**ACTIVITY**
Copy out all of the entries below without any change.

*** Opening RECORDS TO PROCESS ***

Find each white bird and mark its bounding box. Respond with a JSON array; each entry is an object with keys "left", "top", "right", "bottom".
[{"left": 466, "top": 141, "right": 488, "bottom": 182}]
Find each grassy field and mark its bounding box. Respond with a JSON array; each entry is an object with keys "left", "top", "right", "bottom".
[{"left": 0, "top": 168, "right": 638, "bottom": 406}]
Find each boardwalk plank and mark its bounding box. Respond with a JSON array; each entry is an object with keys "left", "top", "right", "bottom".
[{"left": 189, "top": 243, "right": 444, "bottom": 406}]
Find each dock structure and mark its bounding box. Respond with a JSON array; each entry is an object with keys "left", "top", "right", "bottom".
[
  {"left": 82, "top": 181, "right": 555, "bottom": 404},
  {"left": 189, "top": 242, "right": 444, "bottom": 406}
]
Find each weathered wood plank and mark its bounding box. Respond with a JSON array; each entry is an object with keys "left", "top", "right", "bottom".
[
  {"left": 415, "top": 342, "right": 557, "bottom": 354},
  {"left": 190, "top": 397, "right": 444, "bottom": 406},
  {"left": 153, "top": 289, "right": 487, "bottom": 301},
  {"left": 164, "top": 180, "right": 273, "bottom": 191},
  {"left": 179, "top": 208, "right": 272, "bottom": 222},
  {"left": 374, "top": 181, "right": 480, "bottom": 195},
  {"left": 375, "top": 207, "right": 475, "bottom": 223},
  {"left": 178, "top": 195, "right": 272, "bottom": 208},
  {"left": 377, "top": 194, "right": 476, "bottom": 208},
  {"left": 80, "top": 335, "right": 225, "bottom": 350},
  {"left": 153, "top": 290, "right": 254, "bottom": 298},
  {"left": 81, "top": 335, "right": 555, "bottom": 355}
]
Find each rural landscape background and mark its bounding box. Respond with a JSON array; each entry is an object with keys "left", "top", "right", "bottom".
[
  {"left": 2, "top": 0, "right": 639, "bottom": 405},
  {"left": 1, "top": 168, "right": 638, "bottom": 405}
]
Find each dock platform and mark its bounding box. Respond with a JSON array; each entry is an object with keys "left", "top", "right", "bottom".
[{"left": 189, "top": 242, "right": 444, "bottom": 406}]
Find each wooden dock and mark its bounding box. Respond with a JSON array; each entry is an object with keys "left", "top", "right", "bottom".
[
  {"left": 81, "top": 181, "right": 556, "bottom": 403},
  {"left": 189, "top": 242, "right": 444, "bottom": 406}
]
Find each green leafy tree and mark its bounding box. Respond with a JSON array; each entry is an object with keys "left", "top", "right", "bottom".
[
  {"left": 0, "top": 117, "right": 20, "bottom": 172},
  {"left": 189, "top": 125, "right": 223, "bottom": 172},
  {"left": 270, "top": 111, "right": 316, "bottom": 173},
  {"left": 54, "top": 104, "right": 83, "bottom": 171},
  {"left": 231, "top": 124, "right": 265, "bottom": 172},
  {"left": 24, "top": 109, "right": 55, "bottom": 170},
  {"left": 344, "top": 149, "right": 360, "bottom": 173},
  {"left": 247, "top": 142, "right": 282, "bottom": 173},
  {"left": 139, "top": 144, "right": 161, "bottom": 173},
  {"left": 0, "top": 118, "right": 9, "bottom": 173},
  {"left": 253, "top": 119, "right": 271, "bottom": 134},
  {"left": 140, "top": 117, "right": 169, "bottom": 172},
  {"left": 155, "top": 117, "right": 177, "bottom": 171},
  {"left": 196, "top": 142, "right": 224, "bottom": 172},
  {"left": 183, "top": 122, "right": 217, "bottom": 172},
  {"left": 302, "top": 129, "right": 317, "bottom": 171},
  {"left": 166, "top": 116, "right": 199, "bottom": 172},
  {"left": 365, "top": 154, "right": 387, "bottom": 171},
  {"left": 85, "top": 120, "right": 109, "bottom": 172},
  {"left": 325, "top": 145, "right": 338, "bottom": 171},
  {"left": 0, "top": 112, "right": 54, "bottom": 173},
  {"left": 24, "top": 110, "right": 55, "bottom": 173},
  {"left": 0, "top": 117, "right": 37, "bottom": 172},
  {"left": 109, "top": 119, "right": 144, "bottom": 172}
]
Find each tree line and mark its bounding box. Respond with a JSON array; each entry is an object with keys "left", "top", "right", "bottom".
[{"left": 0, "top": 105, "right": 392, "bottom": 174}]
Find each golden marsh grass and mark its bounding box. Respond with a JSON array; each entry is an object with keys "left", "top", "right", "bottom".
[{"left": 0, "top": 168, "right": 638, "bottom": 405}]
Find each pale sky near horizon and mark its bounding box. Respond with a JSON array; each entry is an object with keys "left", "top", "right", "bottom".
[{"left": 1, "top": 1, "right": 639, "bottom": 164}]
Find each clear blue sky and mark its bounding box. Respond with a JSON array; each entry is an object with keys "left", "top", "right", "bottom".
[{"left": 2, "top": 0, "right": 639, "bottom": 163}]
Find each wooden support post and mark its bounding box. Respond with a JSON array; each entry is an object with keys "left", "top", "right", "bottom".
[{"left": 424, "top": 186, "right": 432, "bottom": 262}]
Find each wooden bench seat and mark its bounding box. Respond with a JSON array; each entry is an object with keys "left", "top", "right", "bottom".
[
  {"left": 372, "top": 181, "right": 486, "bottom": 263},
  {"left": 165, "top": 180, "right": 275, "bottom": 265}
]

*** Closing RECORDS TO PROCESS ***

**OUTPUT FOR THIS EXERCISE**
Find each white bird and mark its bounding box. Respond with a JSON array; each entry is an object with keys "left", "top", "right", "bottom".
[{"left": 466, "top": 141, "right": 488, "bottom": 182}]
Find each grassy field and mark its bounding box. Respond with a JSON array; each entry is an object with keys "left", "top", "right", "bottom".
[{"left": 0, "top": 168, "right": 638, "bottom": 406}]
Find each boardwalk plank and mark its bounding box. Respond with a JSON array; each entry is an object with keys "left", "top", "right", "bottom".
[{"left": 189, "top": 243, "right": 444, "bottom": 406}]
Find each dock structure and mark its bounding box. Respond with a JSON array; each entry is an object with keys "left", "top", "right", "bottom".
[
  {"left": 82, "top": 181, "right": 555, "bottom": 404},
  {"left": 189, "top": 242, "right": 444, "bottom": 406}
]
Find each weathered wood plank and mark its bounding box. Respond with a JSON array; each entry is an object with keys "left", "top", "right", "bottom".
[
  {"left": 415, "top": 342, "right": 557, "bottom": 354},
  {"left": 190, "top": 397, "right": 444, "bottom": 406},
  {"left": 153, "top": 289, "right": 487, "bottom": 301},
  {"left": 164, "top": 180, "right": 273, "bottom": 191},
  {"left": 179, "top": 208, "right": 272, "bottom": 222},
  {"left": 374, "top": 181, "right": 480, "bottom": 195},
  {"left": 375, "top": 207, "right": 475, "bottom": 223},
  {"left": 178, "top": 195, "right": 272, "bottom": 208},
  {"left": 377, "top": 194, "right": 476, "bottom": 208},
  {"left": 80, "top": 335, "right": 225, "bottom": 350},
  {"left": 153, "top": 290, "right": 254, "bottom": 298},
  {"left": 81, "top": 335, "right": 555, "bottom": 355}
]
Find each rural landscape background and mark its bounding box. Respond with a JSON array; each entry is an object with keys "left", "top", "right", "bottom".
[
  {"left": 2, "top": 0, "right": 639, "bottom": 405},
  {"left": 1, "top": 168, "right": 638, "bottom": 405}
]
Find each dock platform and mark its bounding box. Respond with a JSON array; each entry is an object with keys "left", "top", "right", "bottom".
[{"left": 189, "top": 242, "right": 444, "bottom": 406}]
Find each wooden dock and mark its bounding box. Respond with a JSON array; each entry is an object with keys "left", "top", "right", "bottom".
[
  {"left": 81, "top": 181, "right": 556, "bottom": 403},
  {"left": 189, "top": 242, "right": 444, "bottom": 406}
]
Find each green leafy tree and mark its bounding box. Respond with a JSON array; each entry is an object with keys "left", "top", "right", "bottom".
[
  {"left": 0, "top": 117, "right": 20, "bottom": 172},
  {"left": 189, "top": 125, "right": 223, "bottom": 172},
  {"left": 270, "top": 111, "right": 316, "bottom": 173},
  {"left": 54, "top": 104, "right": 83, "bottom": 171},
  {"left": 231, "top": 124, "right": 265, "bottom": 172},
  {"left": 24, "top": 109, "right": 55, "bottom": 170},
  {"left": 344, "top": 149, "right": 360, "bottom": 173},
  {"left": 247, "top": 142, "right": 282, "bottom": 173},
  {"left": 139, "top": 144, "right": 161, "bottom": 173},
  {"left": 0, "top": 118, "right": 9, "bottom": 173},
  {"left": 253, "top": 119, "right": 271, "bottom": 134},
  {"left": 140, "top": 117, "right": 169, "bottom": 172},
  {"left": 155, "top": 117, "right": 177, "bottom": 171},
  {"left": 196, "top": 142, "right": 224, "bottom": 172},
  {"left": 183, "top": 122, "right": 217, "bottom": 172},
  {"left": 302, "top": 129, "right": 317, "bottom": 171},
  {"left": 166, "top": 116, "right": 199, "bottom": 172},
  {"left": 365, "top": 154, "right": 387, "bottom": 171},
  {"left": 85, "top": 120, "right": 109, "bottom": 172},
  {"left": 325, "top": 145, "right": 338, "bottom": 171},
  {"left": 0, "top": 112, "right": 54, "bottom": 173},
  {"left": 24, "top": 110, "right": 55, "bottom": 173},
  {"left": 0, "top": 117, "right": 37, "bottom": 172},
  {"left": 109, "top": 119, "right": 144, "bottom": 172}
]
Find each tree line and mark its bounding box. Respond with a JSON array; each entry is an object with keys "left", "top", "right", "bottom".
[{"left": 0, "top": 105, "right": 392, "bottom": 174}]
Find each golden marsh grass and mark its bounding box. Respond with a JSON array; each entry is an object with keys "left", "top", "right", "bottom".
[{"left": 0, "top": 168, "right": 638, "bottom": 405}]
Find each pale sky near horizon and mark its bounding box. Respond with a JSON array; each entry is an object with keys "left", "top", "right", "bottom".
[{"left": 1, "top": 1, "right": 639, "bottom": 164}]
Find each clear blue sky and mark its bounding box. Respond with a JSON array; each entry is an object with keys "left", "top", "right", "bottom".
[{"left": 2, "top": 0, "right": 639, "bottom": 163}]
Find each wooden support post and mark its bounding box. Respond with a JSON array; each entry is an object with keys "left", "top", "right", "bottom".
[{"left": 424, "top": 186, "right": 432, "bottom": 262}]
Find each wooden bench seat and mark its bounding box. Respond with a JSON array; each entry is an object with keys "left", "top", "right", "bottom".
[
  {"left": 372, "top": 181, "right": 486, "bottom": 263},
  {"left": 165, "top": 180, "right": 275, "bottom": 265}
]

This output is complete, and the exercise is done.